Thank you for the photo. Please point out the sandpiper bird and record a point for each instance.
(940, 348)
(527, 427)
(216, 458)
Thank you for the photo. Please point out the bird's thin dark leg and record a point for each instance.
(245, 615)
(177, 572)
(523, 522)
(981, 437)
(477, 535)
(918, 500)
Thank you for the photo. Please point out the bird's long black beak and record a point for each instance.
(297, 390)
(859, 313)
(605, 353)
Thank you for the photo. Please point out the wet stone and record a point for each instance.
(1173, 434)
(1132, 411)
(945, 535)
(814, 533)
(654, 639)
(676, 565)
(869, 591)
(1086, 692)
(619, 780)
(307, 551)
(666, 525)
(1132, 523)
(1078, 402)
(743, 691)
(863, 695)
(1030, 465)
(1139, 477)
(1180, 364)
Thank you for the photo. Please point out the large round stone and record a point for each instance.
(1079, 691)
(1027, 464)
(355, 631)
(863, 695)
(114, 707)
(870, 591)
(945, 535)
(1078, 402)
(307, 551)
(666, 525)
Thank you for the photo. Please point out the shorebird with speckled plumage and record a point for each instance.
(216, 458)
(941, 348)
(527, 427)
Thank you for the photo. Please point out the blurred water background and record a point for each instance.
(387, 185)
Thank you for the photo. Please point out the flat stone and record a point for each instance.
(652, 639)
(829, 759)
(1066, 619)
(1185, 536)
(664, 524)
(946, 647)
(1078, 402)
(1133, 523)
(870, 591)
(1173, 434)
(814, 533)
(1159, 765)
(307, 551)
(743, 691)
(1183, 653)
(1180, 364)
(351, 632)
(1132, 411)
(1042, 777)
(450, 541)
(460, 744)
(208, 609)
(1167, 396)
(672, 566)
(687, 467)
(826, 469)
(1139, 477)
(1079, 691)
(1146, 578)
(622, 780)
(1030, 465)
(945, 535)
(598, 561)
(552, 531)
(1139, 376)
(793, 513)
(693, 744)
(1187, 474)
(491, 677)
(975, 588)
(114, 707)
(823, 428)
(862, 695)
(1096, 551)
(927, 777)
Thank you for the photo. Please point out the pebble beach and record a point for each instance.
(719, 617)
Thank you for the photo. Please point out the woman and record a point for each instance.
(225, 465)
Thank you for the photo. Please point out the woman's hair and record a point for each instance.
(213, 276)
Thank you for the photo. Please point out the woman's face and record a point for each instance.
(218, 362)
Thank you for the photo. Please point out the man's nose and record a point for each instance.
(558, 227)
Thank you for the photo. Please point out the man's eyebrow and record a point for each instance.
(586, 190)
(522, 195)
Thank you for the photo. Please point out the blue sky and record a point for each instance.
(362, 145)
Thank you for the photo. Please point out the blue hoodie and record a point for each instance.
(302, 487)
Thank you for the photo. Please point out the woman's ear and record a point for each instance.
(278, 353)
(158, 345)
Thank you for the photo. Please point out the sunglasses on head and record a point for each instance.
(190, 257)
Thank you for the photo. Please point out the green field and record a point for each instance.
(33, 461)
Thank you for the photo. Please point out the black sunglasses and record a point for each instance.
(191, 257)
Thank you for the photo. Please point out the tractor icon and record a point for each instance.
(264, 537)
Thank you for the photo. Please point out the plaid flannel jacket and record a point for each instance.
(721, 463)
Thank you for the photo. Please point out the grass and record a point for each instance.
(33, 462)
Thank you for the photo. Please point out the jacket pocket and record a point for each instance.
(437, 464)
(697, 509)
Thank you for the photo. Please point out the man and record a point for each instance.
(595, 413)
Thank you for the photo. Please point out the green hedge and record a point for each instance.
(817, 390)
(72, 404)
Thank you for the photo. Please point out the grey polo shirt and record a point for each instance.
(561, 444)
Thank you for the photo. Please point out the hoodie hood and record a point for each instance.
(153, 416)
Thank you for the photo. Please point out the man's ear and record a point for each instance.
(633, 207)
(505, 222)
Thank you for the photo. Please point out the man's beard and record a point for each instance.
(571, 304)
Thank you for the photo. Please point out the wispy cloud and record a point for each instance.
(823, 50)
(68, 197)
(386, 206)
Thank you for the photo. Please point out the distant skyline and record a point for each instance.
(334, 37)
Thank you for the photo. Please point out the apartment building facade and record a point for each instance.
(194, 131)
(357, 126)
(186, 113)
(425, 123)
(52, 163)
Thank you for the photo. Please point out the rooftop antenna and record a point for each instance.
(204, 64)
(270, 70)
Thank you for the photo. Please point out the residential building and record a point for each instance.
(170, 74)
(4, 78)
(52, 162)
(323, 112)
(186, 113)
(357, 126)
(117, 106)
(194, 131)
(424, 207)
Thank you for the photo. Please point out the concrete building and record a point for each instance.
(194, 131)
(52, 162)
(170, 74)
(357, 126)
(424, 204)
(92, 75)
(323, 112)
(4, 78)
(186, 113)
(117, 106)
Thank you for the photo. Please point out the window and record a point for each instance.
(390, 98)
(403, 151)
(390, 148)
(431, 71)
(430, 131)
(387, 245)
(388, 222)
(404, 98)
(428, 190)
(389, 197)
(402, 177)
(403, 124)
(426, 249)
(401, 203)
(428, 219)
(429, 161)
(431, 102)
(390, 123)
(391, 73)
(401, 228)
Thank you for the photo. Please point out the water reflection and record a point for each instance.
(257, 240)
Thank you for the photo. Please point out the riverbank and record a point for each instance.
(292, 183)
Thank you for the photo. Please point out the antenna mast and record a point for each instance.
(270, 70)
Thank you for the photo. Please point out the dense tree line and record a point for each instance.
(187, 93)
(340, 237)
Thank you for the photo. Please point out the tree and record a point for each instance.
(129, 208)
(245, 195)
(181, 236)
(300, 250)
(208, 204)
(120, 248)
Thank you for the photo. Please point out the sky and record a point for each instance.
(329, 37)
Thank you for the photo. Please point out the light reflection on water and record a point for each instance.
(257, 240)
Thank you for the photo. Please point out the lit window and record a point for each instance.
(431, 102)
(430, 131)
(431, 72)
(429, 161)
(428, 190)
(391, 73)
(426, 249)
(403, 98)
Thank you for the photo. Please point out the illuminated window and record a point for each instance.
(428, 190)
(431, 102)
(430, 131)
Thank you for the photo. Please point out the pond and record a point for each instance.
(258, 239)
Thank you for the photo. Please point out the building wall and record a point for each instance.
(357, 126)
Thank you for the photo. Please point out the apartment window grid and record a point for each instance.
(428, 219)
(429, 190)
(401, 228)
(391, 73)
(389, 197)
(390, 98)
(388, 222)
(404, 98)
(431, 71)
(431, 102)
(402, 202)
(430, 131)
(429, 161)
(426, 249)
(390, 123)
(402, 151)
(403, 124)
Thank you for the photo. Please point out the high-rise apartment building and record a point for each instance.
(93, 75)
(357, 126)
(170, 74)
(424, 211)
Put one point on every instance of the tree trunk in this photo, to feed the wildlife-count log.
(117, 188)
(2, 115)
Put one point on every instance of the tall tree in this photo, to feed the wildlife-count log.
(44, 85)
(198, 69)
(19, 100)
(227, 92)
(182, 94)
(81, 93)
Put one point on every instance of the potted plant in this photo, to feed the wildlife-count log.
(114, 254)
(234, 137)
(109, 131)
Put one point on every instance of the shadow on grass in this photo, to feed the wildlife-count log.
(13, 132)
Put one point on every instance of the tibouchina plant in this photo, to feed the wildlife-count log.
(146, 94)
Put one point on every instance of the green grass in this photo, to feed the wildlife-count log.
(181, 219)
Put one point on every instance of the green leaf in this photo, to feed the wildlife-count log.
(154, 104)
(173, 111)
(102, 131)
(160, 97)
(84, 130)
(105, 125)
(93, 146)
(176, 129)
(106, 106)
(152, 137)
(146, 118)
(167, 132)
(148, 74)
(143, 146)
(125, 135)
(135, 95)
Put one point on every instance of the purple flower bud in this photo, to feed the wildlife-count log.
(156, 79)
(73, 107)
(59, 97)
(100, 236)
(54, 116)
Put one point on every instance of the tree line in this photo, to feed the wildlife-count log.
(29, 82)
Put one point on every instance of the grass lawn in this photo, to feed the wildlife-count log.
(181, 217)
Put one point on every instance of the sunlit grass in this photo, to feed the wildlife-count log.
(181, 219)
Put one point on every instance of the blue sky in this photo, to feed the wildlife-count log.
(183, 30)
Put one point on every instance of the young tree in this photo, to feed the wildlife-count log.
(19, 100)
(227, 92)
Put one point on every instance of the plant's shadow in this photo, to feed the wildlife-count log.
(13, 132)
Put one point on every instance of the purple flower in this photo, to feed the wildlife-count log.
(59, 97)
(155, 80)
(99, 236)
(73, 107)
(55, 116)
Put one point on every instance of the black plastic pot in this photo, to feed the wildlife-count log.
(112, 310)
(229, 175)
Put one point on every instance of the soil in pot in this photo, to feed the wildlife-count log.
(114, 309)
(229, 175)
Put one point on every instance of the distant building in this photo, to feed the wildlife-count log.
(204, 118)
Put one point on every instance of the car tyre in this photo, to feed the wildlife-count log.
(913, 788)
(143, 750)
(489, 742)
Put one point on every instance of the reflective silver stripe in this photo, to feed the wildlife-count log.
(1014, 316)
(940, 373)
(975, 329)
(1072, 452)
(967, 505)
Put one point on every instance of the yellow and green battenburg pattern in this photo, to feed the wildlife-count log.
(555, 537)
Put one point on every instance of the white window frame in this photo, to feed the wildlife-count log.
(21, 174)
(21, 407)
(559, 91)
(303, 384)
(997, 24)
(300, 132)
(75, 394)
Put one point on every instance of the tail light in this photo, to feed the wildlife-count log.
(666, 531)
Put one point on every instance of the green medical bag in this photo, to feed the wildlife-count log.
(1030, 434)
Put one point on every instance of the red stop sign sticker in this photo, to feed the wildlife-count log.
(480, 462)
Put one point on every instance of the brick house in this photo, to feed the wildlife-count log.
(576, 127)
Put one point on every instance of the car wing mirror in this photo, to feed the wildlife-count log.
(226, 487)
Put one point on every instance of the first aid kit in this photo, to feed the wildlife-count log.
........
TASK INSTRUCTIONS: Print exactly, and only, the lines from the line containing "Put one point on every instance of the car wing" through the final line of the records, both included.

RESPONSE BOX:
Put one point on every instance of the car wing mirror in this photo, to feed the wildlife-count log.
(226, 487)
Put one point on every instance of the first aid kit in this photo, to feed the wildlife-count log.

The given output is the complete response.